DOCUMENT TEXT:
Nov. 13- GF Cupcakes A/TX

80.00

Create beautiful cupcakes with fall colors using your choice of Russian and traditional piping tips for buttercream. In this class you will learn how to make gluten-free cupcakes using fall-flavored flours such as apple and chestnut. You will take home a combination of apple flour and chestnut flour cupcakes you decorate yourself with buttercream and fall sprinkles. You will even have the opportunity to accent your cupcakes by painting luster dust here and there on the buttercream, if you desire.

November 13 | 7-9 PM | BYOB |

**I teach this class in my own gluten-free kitchen; I do not have gluten in my kitchen, nor have I used any of my kitchen tools, machines, etc for any gluten-containing ingredients. You may feel secure that you will not risk cross-contamination during class. The breads we sample in class will have dairy, egg, and possibly nuts. I do use peanuts and tree nuts in my kitchen, although I will not necessarily use peanuts or tree nuts the nights I teach classes.

AVAILABLE DATA:
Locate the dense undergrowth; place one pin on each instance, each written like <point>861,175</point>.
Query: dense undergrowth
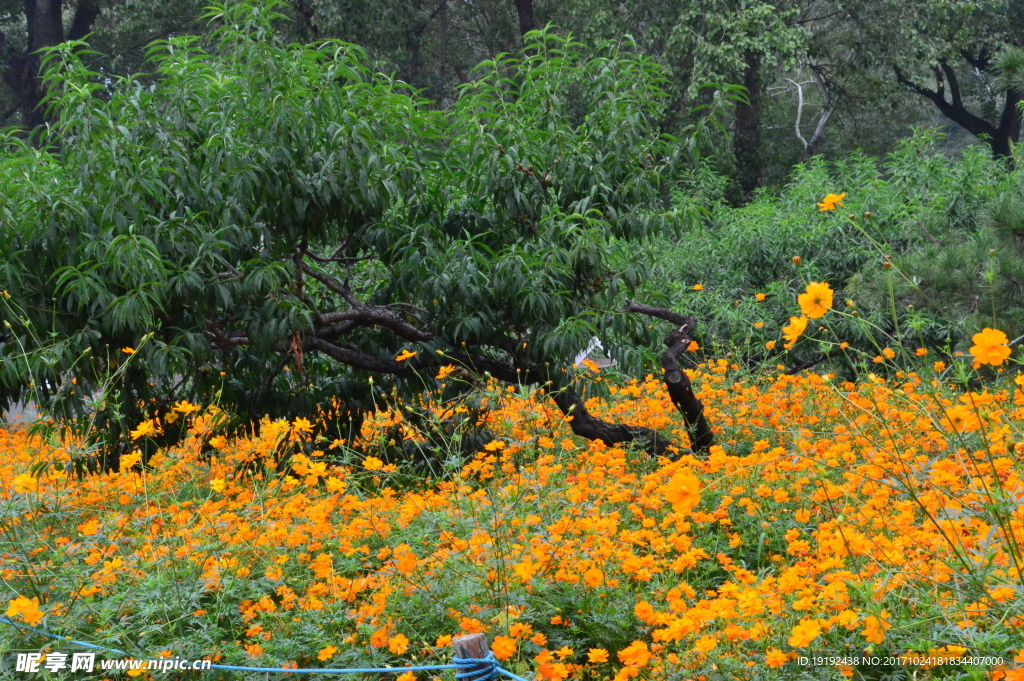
<point>878,517</point>
<point>950,228</point>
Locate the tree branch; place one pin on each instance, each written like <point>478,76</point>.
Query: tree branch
<point>678,384</point>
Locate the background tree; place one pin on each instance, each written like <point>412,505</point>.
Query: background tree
<point>263,207</point>
<point>947,53</point>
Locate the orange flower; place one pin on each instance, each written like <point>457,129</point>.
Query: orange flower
<point>26,609</point>
<point>635,654</point>
<point>683,492</point>
<point>145,428</point>
<point>397,644</point>
<point>816,301</point>
<point>792,332</point>
<point>830,201</point>
<point>804,633</point>
<point>775,657</point>
<point>990,347</point>
<point>25,482</point>
<point>593,578</point>
<point>875,628</point>
<point>961,419</point>
<point>503,647</point>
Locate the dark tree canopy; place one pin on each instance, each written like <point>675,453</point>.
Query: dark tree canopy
<point>259,207</point>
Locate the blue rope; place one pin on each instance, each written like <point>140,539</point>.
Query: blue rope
<point>468,669</point>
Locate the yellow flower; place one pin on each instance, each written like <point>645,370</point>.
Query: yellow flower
<point>792,333</point>
<point>683,492</point>
<point>129,461</point>
<point>804,633</point>
<point>875,628</point>
<point>27,610</point>
<point>397,644</point>
<point>301,426</point>
<point>961,419</point>
<point>25,482</point>
<point>816,301</point>
<point>775,657</point>
<point>990,347</point>
<point>830,201</point>
<point>144,428</point>
<point>503,647</point>
<point>185,408</point>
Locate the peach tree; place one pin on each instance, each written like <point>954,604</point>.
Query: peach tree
<point>271,225</point>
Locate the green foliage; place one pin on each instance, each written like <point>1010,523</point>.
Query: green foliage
<point>182,205</point>
<point>936,219</point>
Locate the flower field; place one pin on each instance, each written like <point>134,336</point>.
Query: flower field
<point>840,520</point>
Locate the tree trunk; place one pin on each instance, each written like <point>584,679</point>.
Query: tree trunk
<point>996,136</point>
<point>413,37</point>
<point>44,29</point>
<point>747,136</point>
<point>524,8</point>
<point>442,48</point>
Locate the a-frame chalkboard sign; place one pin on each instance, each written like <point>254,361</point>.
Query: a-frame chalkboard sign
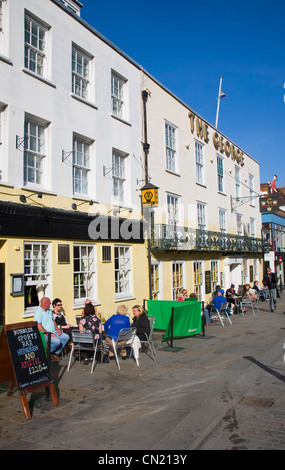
<point>23,362</point>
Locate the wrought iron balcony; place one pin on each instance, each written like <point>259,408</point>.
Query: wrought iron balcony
<point>166,237</point>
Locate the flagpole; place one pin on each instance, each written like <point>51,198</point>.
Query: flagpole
<point>219,98</point>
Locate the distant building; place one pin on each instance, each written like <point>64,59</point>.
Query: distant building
<point>83,128</point>
<point>70,132</point>
<point>207,228</point>
<point>272,206</point>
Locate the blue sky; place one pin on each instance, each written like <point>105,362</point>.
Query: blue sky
<point>188,45</point>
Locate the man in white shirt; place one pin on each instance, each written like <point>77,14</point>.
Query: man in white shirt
<point>46,324</point>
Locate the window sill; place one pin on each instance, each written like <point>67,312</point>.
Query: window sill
<point>6,59</point>
<point>81,305</point>
<point>201,184</point>
<point>39,77</point>
<point>172,172</point>
<point>121,120</point>
<point>124,298</point>
<point>83,100</point>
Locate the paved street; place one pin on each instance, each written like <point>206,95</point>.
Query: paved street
<point>221,391</point>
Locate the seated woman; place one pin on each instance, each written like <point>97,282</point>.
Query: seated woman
<point>140,321</point>
<point>248,293</point>
<point>90,322</point>
<point>59,317</point>
<point>259,292</point>
<point>114,324</point>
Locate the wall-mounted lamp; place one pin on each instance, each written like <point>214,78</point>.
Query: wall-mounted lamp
<point>106,170</point>
<point>74,206</point>
<point>24,198</point>
<point>116,211</point>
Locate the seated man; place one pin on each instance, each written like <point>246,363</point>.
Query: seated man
<point>46,324</point>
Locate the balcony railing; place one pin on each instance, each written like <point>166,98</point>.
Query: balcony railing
<point>166,237</point>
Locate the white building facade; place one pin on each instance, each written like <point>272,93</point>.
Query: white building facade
<point>70,124</point>
<point>207,228</point>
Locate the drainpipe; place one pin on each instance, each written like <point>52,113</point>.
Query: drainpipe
<point>147,211</point>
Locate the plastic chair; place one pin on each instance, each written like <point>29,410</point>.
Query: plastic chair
<point>125,338</point>
<point>223,311</point>
<point>148,341</point>
<point>246,302</point>
<point>83,341</point>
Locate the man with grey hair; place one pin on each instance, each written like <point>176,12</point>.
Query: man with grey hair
<point>270,283</point>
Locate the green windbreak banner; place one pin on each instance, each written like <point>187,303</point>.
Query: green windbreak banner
<point>187,318</point>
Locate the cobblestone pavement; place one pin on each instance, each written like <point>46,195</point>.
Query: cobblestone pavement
<point>218,392</point>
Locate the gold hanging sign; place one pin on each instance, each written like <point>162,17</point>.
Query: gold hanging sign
<point>149,195</point>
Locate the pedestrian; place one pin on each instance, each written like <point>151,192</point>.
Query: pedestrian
<point>270,283</point>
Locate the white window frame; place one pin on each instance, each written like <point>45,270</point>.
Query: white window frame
<point>171,147</point>
<point>252,226</point>
<point>237,182</point>
<point>199,161</point>
<point>123,272</point>
<point>119,176</point>
<point>85,272</point>
<point>35,46</point>
<point>81,73</point>
<point>201,215</point>
<point>81,165</point>
<point>251,190</point>
<point>177,277</point>
<point>198,279</point>
<point>173,215</point>
<point>223,220</point>
<point>220,174</point>
<point>37,269</point>
<point>34,151</point>
<point>118,95</point>
<point>240,230</point>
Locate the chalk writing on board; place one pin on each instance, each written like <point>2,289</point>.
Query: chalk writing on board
<point>28,356</point>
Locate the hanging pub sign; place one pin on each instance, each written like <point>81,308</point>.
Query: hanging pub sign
<point>269,204</point>
<point>149,195</point>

EXERCISES:
**1)** In the cupcake class listing, which two flours are the cupcakes made with?
**2)** Set down everything in the cupcake class listing from "November 13 |" down to "I teach classes.", copied word for word.
**3)** Pick up the cupcake class listing after its last sentence and keep writing.
You won't need the material for any of this.

WRITTEN ANSWERS:
**1)** Apple flour and chestnut flour.

**2)**
November 13 | 7-9 PM | BYOB |

**I teach this class in my own gluten-free kitchen; I do not have gluten in my kitchen, nor have I used any of my kitchen tools, machines, etc for any gluten-containing ingredients. You may feel secure that you will not risk cross-contamination during class. The breads we sample in class will have dairy, egg, and possibly nuts. I do use peanuts and tree nuts in my kitchen, although I will not necessarily use peanuts or tree nuts the nights I teach classes.

**3)**
This small, intimate class will be taught in my South Austin home, one mile South of the river, in my completely gluten-free kitchen. I will email the address and directions to my home within 48 hours of the class. You may bring your own wine! Sparkling water will be provided.

*No refunds are available for this class. Allergy Information: Although all the ingredients I use in my kitchen and in my cooking are gluten-free, I do regularly use peanuts and other tree nuts in my kitchen. The food we sample in this class will contain eggs and, dairy. Other than the occasional use of gluten-free soy sauce, I do not use soy in my cooking, and I don’t have it in my kitchen.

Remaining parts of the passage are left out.